§ **Required action**: Below are some records. Print exactly the lines between the one holding "of the rear" and the one holding "the yellow road", inclusive, and nothing else.

§ **The data**:
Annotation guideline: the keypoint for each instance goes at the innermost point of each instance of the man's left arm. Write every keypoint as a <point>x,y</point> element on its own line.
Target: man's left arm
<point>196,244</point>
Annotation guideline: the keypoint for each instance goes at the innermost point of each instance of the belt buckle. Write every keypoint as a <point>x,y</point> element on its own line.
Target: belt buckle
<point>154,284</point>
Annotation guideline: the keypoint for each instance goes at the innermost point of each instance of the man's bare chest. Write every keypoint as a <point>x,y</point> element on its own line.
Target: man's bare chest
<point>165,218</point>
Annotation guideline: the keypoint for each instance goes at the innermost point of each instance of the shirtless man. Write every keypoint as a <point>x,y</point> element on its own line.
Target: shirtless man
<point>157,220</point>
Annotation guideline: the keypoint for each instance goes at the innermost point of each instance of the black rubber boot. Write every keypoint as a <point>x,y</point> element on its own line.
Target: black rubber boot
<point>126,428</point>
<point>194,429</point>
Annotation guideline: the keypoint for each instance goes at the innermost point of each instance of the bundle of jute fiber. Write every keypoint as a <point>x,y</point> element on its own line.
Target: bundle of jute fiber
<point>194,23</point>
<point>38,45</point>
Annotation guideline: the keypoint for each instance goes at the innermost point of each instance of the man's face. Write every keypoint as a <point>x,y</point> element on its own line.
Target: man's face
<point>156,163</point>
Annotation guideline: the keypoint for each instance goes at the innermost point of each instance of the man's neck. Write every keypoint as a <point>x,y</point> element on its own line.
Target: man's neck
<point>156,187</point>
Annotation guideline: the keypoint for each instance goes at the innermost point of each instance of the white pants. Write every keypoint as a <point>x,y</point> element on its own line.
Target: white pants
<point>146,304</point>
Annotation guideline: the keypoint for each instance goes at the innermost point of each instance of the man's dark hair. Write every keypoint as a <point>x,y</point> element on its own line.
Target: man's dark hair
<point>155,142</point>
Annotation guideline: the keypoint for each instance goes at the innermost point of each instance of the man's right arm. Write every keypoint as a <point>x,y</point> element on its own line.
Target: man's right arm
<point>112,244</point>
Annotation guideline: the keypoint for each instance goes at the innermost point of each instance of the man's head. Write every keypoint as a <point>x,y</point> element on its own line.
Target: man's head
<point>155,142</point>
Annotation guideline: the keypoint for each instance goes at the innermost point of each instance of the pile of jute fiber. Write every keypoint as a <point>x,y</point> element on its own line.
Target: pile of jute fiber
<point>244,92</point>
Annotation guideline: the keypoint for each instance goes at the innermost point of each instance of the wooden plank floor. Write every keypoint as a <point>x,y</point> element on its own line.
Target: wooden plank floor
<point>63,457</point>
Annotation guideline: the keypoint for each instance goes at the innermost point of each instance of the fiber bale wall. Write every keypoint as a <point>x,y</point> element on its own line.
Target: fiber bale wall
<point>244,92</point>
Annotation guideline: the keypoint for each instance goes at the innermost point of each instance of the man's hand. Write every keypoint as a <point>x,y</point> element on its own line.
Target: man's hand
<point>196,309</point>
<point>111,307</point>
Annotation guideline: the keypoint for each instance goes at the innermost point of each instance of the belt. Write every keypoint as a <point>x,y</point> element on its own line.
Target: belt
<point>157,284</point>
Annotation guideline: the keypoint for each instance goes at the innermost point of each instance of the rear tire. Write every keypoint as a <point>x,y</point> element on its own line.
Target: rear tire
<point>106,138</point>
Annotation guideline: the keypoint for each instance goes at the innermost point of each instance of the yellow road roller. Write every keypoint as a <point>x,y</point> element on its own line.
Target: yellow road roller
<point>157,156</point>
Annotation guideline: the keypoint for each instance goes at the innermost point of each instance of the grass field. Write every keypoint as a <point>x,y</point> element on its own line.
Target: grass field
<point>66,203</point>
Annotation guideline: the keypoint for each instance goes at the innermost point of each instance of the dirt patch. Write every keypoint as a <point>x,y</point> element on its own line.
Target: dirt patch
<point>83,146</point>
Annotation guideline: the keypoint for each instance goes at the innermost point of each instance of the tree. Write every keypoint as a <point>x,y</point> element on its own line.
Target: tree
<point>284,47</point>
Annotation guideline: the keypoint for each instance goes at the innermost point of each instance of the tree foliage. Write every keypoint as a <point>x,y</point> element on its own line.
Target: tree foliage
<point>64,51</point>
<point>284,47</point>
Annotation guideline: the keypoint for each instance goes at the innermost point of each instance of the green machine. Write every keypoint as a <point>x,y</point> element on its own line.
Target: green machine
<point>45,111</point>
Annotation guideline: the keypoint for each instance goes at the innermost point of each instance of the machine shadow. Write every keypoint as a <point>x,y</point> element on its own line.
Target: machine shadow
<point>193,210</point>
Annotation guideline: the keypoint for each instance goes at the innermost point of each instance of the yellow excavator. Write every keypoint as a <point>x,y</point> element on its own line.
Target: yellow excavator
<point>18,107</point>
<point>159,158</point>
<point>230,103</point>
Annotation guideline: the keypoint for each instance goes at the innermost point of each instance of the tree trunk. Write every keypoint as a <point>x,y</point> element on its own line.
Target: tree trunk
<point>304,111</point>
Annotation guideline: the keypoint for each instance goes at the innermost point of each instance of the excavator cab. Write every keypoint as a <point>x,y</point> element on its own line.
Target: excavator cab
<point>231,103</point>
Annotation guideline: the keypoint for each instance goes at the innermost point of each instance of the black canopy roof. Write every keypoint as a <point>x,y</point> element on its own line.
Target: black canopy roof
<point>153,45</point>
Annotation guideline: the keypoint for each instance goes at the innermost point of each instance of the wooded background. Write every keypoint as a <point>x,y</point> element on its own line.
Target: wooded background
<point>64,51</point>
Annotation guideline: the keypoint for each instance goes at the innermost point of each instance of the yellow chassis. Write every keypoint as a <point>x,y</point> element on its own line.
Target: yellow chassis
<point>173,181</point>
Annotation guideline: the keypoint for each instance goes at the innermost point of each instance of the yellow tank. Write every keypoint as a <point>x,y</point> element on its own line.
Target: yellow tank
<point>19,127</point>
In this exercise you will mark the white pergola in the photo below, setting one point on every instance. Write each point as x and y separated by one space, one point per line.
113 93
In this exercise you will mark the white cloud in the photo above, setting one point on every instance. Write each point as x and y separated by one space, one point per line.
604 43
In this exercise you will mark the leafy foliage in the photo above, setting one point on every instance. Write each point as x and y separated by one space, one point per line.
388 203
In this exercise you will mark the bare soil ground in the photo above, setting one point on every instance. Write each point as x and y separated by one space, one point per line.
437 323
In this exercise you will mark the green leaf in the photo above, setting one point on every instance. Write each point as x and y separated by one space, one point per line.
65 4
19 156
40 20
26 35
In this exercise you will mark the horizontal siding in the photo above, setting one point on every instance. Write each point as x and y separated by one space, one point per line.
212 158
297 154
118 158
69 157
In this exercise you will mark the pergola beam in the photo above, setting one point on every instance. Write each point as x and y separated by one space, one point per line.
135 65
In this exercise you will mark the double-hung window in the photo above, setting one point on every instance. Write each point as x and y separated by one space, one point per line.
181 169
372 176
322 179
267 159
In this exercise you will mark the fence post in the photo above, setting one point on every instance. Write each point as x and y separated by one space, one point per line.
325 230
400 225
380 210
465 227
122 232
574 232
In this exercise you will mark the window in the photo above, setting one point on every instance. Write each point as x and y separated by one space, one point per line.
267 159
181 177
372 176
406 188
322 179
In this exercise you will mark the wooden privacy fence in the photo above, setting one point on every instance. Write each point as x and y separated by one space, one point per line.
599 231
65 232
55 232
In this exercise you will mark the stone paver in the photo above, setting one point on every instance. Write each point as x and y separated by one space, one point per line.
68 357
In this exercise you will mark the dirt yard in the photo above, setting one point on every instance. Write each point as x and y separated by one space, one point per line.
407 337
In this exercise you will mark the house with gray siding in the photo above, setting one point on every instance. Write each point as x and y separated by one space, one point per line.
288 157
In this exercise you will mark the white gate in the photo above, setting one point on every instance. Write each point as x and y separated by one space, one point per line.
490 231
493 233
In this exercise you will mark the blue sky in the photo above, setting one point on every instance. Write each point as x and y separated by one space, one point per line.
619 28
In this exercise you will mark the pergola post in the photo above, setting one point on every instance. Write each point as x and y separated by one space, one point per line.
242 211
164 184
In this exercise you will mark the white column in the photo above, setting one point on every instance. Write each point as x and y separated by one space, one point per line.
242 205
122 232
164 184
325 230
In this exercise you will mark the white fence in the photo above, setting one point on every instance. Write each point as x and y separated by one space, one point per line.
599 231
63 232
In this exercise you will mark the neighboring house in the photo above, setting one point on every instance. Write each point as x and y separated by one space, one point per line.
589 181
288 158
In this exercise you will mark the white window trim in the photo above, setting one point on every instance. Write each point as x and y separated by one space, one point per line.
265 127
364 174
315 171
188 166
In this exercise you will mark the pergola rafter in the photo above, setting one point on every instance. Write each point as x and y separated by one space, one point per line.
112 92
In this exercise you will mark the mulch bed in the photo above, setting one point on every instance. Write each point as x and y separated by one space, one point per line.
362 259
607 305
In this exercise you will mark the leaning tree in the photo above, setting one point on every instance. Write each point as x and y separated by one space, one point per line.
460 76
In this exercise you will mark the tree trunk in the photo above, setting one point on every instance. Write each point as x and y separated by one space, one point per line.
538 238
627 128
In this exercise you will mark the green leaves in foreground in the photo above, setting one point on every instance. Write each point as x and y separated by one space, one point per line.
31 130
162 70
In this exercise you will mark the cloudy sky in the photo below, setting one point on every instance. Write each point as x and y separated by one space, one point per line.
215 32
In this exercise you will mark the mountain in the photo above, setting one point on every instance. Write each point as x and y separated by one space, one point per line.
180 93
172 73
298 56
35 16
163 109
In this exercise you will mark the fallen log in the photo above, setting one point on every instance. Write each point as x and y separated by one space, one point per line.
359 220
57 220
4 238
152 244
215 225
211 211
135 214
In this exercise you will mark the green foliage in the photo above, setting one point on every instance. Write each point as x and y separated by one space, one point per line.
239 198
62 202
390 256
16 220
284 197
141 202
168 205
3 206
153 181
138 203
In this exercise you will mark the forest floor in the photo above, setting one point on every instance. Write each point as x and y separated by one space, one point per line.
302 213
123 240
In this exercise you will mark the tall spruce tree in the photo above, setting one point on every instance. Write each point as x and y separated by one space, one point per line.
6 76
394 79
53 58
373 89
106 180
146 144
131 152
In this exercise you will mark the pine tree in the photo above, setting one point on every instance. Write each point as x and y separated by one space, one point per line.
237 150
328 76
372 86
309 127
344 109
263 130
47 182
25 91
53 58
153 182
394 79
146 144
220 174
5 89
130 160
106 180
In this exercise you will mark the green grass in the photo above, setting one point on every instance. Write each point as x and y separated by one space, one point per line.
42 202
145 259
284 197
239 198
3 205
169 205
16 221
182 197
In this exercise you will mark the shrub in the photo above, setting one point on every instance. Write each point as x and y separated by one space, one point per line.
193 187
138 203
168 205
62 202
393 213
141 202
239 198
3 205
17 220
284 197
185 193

§ **Solved exercise**:
Annotation guideline: the keypoint for each instance goes at the innermost point of each instance of the rear tire. Write every keypoint as a <point>x,y</point> element on its own line.
Target: rear tire
<point>106,138</point>
Annotation guideline: the keypoint for each instance goes at the innermost point of each instance of the yellow road roller. Write every keypoint as a <point>x,y</point> element on its own line.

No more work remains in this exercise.